BEGIN Data to process

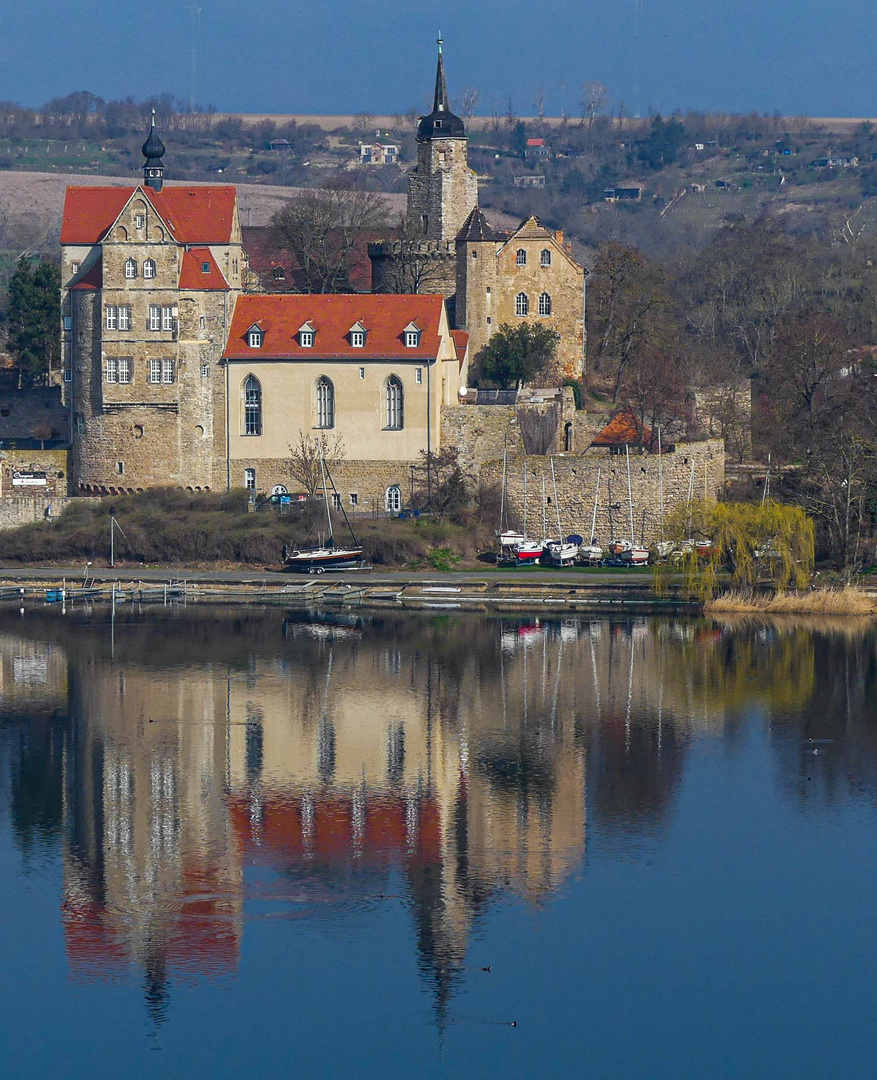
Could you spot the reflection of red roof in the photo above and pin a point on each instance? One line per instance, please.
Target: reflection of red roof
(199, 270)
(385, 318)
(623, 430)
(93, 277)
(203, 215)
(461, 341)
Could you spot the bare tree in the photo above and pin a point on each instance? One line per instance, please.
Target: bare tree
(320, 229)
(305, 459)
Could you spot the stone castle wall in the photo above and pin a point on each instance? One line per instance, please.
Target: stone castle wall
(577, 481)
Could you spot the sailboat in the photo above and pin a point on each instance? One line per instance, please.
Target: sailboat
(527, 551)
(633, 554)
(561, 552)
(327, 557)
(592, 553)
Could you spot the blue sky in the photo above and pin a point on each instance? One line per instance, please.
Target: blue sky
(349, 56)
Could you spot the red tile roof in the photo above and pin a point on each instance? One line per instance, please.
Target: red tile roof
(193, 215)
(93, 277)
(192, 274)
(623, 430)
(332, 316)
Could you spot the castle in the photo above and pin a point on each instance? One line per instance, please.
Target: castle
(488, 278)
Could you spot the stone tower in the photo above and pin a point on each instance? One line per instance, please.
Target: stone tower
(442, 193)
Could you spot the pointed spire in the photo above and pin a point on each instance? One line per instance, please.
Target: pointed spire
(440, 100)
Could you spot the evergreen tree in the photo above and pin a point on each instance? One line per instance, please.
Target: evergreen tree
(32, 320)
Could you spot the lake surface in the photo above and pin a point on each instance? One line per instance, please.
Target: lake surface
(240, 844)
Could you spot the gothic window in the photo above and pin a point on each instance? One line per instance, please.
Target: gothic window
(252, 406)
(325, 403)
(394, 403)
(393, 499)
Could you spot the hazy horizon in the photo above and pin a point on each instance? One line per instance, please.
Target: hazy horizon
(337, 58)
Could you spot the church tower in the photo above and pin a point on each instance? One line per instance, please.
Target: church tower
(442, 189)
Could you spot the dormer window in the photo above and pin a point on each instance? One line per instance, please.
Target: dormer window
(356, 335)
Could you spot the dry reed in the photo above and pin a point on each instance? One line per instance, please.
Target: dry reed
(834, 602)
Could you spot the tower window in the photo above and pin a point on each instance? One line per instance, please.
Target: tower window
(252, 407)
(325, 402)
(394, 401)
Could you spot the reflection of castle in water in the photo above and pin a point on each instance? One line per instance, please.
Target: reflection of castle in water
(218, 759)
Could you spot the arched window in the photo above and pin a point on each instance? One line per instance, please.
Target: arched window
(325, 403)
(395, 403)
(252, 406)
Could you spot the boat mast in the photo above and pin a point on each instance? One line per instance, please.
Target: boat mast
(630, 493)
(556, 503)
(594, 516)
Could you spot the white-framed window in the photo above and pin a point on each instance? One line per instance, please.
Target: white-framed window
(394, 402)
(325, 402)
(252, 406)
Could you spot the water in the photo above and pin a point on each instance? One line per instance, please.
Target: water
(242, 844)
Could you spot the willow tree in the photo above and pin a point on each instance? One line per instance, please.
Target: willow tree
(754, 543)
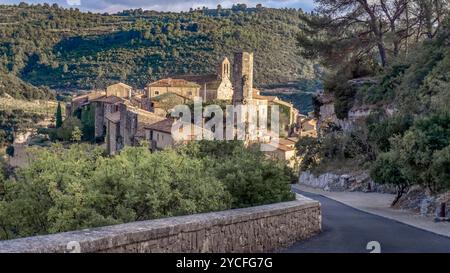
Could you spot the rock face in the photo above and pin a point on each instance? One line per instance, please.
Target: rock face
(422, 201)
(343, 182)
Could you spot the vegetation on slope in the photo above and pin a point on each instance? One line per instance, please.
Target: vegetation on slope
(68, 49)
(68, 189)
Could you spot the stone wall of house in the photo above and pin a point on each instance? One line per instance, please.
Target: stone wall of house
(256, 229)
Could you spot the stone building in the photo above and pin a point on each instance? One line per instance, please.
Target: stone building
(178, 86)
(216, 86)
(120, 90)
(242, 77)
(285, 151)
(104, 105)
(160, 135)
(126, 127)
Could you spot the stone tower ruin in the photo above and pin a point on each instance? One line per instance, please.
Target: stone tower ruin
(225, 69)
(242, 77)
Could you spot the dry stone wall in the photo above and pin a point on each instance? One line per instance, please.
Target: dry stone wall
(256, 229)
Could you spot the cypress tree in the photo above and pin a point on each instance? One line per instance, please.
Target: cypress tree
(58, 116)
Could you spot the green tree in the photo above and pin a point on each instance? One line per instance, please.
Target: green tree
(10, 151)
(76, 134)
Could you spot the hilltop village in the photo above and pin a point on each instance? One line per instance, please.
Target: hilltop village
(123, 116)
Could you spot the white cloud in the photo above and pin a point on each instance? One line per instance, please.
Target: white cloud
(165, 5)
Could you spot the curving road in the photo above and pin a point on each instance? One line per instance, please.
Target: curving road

END Data to process

Goal of the exercise -> Return every entry word for word, but drop any pictures.

Result of this task ->
Could you spot the reflection of red roof in the photo above and pin a point on each instance? One line per instance, please.
Target: reflection of red roof
(199, 270)
(385, 318)
(623, 430)
(93, 277)
(203, 215)
(461, 341)
Could you spot the bare tree in the photo above and pin a point on each instance? One line per instance, please.
Target: bare tree
(320, 229)
(305, 459)
Could you spot the stone castle wall in the photo above and pin a point on each instance? One line per instance, please.
Target: stone castle wall
(577, 481)
Could you spot the sailboat in the photo above and pin a point on each instance? One line per instance, please.
Target: sailboat
(527, 551)
(633, 554)
(561, 552)
(327, 557)
(592, 553)
Could you spot the blue sky in the photo above and pin a point on each instance? One line per instance, please.
Target: blue sky
(349, 56)
Could you spot the red tile roof in the photo above and pin a point on each instance? One line per instance, please.
Target: red tile roof
(193, 215)
(93, 277)
(192, 274)
(623, 430)
(332, 316)
Could you spot the castle in the photo above and pin a point on each instance? One line per instance, please.
Target: castle
(488, 278)
Could you spot the stone tower in the photo above and pin a point on each instance? One line per instance, please.
Target: stone tower
(442, 193)
Could you spot the pointed spire in the photo above and pin a point on each instance? One line per instance, please.
Target: pointed spire
(440, 100)
Could you spot the evergreen tree in the photo above and pin a point on each instance? One line per instance, please.
Target: evergreen tree
(32, 320)
Could you spot the lake surface in the photo above and pin a point on each instance? One line per instance, please.
Target: lake surface
(240, 844)
Could you spot the gothic window in the photo above and pin a point on each instance? One line per instance, please.
Target: gothic window
(252, 406)
(325, 403)
(394, 403)
(393, 499)
Could you spot the hazy horizon in the photo above and pin a point on each instance? One line per instance, please.
Target: hazy horizon
(337, 58)
Could you spot the church tower in the photo above and pin a point on each instance? One line per instance, please.
Target: church tower
(442, 189)
Could you spot the dormer window in the photo above and pin a point on each instance? One line per instance, please.
Target: dormer window
(356, 335)
Could you spot the dry reed in the photo above and pin a point on each instance? One line per instance, please.
Target: dry reed
(834, 602)
Could you spot the tower window in the photo above and pin a point on each instance? One line per instance, please.
Target: tower window
(252, 407)
(325, 402)
(394, 401)
Could you spot the reflection of castle in water in the photo above and pin a point on each instance? One line per instance, please.
Target: reflection of castle in water
(218, 759)
Could you spot the arched window in the photo above and pin a point on each instance? One line per instance, please.
Target: arched window
(325, 403)
(395, 403)
(252, 406)
Could you spot the boat mast in the photo above and pin a point on each instance? One line per instance, please.
Target: boat mast
(630, 493)
(556, 503)
(594, 516)
Could you spot the white-framed window in the photo above and pin a point on each instance? One line per instance, please.
Target: white-framed window
(394, 402)
(325, 402)
(252, 406)
Could you spot the water in the photo above and pin a point on each instance? One line per instance, please.
Target: water
(242, 844)
Could you spot the willow tree in the photo above and pin a point on each instance? One line per instance, please.
Target: willow tree
(754, 543)
Could you spot the rock face in the photo above and pin a point on each instance? One line per instance, please.
Target: rock face
(422, 201)
(343, 182)
Could you spot the vegetation on slope in the photo above and pin a point on each instance? One line per instance, please.
Target: vegetation on slope
(68, 49)
(68, 189)
Could you spot the stone wall of house in the photo above and pin a point on each instance? One line per instance, please.
Target: stone wall of house
(256, 229)
Could you spot the stone building in the photo above and pin a point on each instance? One line per instance, please.
Target: stone building
(178, 86)
(216, 86)
(120, 90)
(242, 77)
(285, 151)
(104, 105)
(160, 135)
(126, 127)
Could you spot the stone tower ruin in the photo above and pin a point on each instance? One line per instance, please.
Target: stone tower ruin
(225, 69)
(242, 77)
Could you spot the dry stone wall in the photo above and pin a point on each instance? One line per instance, please.
Target: dry stone wall
(256, 229)
Could you spot the cypress tree in the photo above and pin a point on each instance? One line per instance, please.
Target: cypress tree
(58, 116)
Could you spot the green tree in the photo above and pin a point on each instance? One line per instance, please.
Target: green tree
(10, 151)
(76, 134)
Could you spot the hilltop village in the photo above and pin a point on each instance? One line per instance, please.
Target: hilltop village
(123, 116)
Could you spot the white cloud in the photo above and pin a point on each instance? One line per instance, please.
Target: white cloud
(165, 5)
Could you spot the curving road in the photo above and pin a point on each instance? One line per instance, please.
Target: curving road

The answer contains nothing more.